In fall 2021, Barrett and fellow graduate student Shravan Dommaraju launched a new mentoring program called ADJUST, which they formally proposed in writing to the Department of Chemistry in 2020.

“At the time there were plenty of great mentoring programs run by different student groups but not one that encompassed everyone in the department,” said Barrett, who explained that ADJUST is a one-to-one mentoring program, matching more experienced graduate students with first-year students. “We brought on our third co-leader, Annika Holm, to help us run it for our first year and I think it was a success. Both mentors and mentees have told me that they really liked the program and benefitted from it, so we plan to run the program again next year.”

ADJUST runs through the summer and fall semesters and is designed to help first-year students with their transition to graduate school and connect them into the chemistry community early on in their careers.

In Barrett’s experience, one of the best qualities of a good mentor is the ability to listen well.

“Ultimately, the mentor-mentee relationship is about the mentee and should be guided by the mentee so being able to actively listen and be present during the mentoring meeting is key to being a successful mentor,” Barrett said. 

And what’s the best advice she received from a mentor?

“A post-doc in the Mitchell lab told me this at the beginning of my PhD and it is a bit cliché but is very accurate: Your PhD journey is a marathon, not a sprint, so you need to take breaks along the way and adjust the speed and effort of your research based on your mental state. Otherwise, you will just burn yourself out,” she said. “There is a lot of pressure felt by graduate students, and especially first years, to work all the time and hearing this from an older member of the lab gave me permission to have the work-life balance I needed to be a successful researcher.”

Striving for that work-life balance, Barrett enjoys being outdoors, running, hiking and camping. A recent trip to Indiana Dunes National Park tops her list.

“It was surprisingly empty for a national park and was so nice to be back at a ‘beach’ on the shores of Lake Michigan. The hike to get to the beach was through this really cool wetland and sand dune area with lots of birds. I would absolutely recommend it,’ said Barrett, who also enjoys “string” crafts, like knitting, needlepoint and embroidery, and experimenting in the kitchen.

I love to bake. I try to make something new at least once a week,” she said. “I recently made these earl grey sugar cookies which I seriously cannot stop thinking about. I really liked the recipe because I learned something new. You can steep tea in melted butter to maximize the tea flavor. It was simple, and they tasted amazing. I look forward to experimenting with the recipe with other types of tea like chai tea or mint tea with chocolate chips.”

In ADJUST, Barrett said interests outside the lab and classroom are taken into consideration when matching mentors and mentees.

“We try to make pairings based less on scientific interest and more on identities, hobbies, and non-science interests to help the mentee find a new community at Illinois,” Barrett said. “We figure the mentee will meet a lot of senior students from their area and their labs of interest anyway and hope this helps foster more cross-area friendships.”

Barrett said she enjoys meeting and getting to know new people, and that’s just one reason there is also benefit to the mentor in the mentoring relationship.

“I find it really rewarding to help younger students learn new skills, adjust to a new environment, and support them on their science journey,” she said. “Graduate school is hard so if I can make someone's journey a bit easier than mine was through mentorship then I am happy.”

____________________

- **Task requirements**
1. Please copy the Barrett profile from the words "ADJUST runs through" through the words "to listen well.", changing "first-year students" to "incoming students".
2. According to the Barrett profile, what did Barrett learn from the earl grey sugar cookie recipe?

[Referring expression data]
____________________

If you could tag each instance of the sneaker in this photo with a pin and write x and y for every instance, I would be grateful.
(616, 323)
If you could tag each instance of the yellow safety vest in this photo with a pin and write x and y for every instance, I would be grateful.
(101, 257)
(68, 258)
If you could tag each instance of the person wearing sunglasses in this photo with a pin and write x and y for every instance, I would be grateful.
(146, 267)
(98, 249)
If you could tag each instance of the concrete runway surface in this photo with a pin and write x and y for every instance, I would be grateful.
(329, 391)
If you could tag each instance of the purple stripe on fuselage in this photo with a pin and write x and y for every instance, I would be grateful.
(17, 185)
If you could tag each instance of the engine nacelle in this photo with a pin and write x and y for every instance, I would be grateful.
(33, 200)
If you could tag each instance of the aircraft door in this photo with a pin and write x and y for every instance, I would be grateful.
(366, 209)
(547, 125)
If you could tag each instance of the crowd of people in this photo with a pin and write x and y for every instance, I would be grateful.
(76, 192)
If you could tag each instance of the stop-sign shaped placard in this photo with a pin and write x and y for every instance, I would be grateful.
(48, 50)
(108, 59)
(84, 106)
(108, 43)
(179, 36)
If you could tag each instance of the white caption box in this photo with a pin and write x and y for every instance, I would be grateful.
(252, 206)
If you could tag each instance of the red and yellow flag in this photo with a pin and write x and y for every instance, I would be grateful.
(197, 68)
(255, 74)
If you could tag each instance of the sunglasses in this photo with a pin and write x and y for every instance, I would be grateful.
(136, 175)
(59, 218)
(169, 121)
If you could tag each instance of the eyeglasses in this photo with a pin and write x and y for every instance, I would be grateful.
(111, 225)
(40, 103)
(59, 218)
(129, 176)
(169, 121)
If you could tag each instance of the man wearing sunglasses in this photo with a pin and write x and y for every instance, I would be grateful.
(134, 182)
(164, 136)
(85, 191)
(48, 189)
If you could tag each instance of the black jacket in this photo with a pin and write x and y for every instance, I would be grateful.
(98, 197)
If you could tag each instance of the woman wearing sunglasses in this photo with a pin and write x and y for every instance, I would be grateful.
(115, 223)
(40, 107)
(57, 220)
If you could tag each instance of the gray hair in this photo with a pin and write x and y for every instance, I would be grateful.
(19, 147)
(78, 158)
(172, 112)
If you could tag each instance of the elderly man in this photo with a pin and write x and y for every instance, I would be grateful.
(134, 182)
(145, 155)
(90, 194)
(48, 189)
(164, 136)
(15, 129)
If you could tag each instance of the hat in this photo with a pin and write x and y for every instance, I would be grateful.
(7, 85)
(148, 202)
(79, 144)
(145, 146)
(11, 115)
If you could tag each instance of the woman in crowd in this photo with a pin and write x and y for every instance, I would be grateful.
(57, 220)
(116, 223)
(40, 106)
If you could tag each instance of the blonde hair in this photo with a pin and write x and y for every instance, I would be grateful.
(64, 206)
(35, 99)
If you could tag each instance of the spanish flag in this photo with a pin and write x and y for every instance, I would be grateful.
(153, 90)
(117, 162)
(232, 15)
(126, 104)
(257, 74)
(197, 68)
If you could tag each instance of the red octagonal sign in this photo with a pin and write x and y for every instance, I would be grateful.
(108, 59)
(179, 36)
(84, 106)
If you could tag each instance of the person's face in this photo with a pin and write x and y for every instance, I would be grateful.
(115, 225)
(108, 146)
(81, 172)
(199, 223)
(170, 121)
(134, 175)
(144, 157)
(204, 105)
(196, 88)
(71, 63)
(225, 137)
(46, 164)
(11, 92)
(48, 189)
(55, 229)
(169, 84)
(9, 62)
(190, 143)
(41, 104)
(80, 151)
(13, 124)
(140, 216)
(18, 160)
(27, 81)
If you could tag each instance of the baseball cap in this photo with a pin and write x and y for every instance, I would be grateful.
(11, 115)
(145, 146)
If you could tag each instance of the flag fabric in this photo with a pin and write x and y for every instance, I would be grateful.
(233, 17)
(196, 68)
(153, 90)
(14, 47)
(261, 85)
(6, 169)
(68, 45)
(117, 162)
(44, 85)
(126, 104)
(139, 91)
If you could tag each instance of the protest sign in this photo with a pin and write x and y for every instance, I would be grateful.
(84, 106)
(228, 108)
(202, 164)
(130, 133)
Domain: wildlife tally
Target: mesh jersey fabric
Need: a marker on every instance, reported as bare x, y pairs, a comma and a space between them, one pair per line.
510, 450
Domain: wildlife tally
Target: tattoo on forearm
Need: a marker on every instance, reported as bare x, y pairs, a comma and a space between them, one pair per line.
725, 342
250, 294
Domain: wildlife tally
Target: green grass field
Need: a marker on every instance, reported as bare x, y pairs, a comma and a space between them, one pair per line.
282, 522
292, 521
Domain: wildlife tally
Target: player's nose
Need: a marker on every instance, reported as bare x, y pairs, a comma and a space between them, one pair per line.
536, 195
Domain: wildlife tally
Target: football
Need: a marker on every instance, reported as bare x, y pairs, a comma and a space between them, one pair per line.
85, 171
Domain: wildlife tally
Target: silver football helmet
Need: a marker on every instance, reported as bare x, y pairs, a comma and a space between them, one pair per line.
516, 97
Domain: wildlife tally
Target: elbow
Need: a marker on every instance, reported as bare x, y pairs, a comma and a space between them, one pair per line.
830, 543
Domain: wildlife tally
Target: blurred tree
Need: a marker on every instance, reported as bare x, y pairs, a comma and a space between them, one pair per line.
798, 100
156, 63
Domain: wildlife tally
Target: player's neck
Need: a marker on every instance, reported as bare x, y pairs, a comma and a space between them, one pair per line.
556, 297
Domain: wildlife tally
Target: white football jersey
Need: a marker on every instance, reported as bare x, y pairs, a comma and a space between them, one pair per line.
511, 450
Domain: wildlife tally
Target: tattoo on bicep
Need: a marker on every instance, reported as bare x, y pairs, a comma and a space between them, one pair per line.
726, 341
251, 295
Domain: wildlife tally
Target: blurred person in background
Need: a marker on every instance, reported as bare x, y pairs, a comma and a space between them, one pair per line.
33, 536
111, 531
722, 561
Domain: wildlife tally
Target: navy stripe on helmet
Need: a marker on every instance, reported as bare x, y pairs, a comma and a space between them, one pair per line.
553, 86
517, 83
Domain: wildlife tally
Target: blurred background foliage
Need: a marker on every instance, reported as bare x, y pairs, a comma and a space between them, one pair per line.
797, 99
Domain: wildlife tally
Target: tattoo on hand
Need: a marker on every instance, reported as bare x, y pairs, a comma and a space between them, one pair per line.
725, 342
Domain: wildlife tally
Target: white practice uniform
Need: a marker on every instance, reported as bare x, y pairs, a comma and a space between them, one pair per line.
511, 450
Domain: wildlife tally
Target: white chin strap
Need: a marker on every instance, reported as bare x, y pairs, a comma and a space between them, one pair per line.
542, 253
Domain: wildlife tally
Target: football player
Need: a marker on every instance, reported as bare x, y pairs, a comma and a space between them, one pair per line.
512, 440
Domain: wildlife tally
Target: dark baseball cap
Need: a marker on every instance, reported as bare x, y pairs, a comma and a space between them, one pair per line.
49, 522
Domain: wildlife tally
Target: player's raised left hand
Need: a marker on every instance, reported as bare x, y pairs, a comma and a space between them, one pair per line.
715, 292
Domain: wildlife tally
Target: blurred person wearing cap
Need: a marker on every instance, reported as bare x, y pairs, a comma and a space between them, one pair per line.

____________________

- **Problem solutions**
1.
ADJUST runs through the summer and fall semesters and is designed to help incoming students with their transition to graduate school and connect them into the chemistry community early on in their careers.

In Barrett’s experience, one of the best qualities of a good mentor is the ability to listen well.

2. She learned that you can steep tea in melted butter to maximize the tea flavor.